**What the task asks**: From the records below, copy each line in which the string "query" occurs.

Stored items from a collection:
##############################

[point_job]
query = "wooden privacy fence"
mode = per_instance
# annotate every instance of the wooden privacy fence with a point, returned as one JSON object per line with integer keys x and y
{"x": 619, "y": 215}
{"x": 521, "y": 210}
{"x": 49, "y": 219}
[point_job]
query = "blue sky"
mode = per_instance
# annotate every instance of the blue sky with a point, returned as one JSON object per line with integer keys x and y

##############################

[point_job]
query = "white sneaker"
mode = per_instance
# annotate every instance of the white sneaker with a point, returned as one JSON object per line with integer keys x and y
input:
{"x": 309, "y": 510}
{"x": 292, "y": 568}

##############################

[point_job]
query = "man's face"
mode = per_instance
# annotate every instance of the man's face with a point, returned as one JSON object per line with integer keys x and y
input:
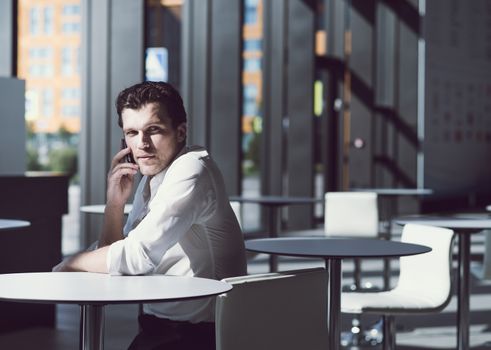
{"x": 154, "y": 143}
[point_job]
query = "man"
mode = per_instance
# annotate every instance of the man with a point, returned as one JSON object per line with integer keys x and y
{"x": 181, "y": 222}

##############################

**Result**:
query = "wooden privacy fence"
query = "blue sky"
query = "white sneaker"
query = "man's face"
query = "man"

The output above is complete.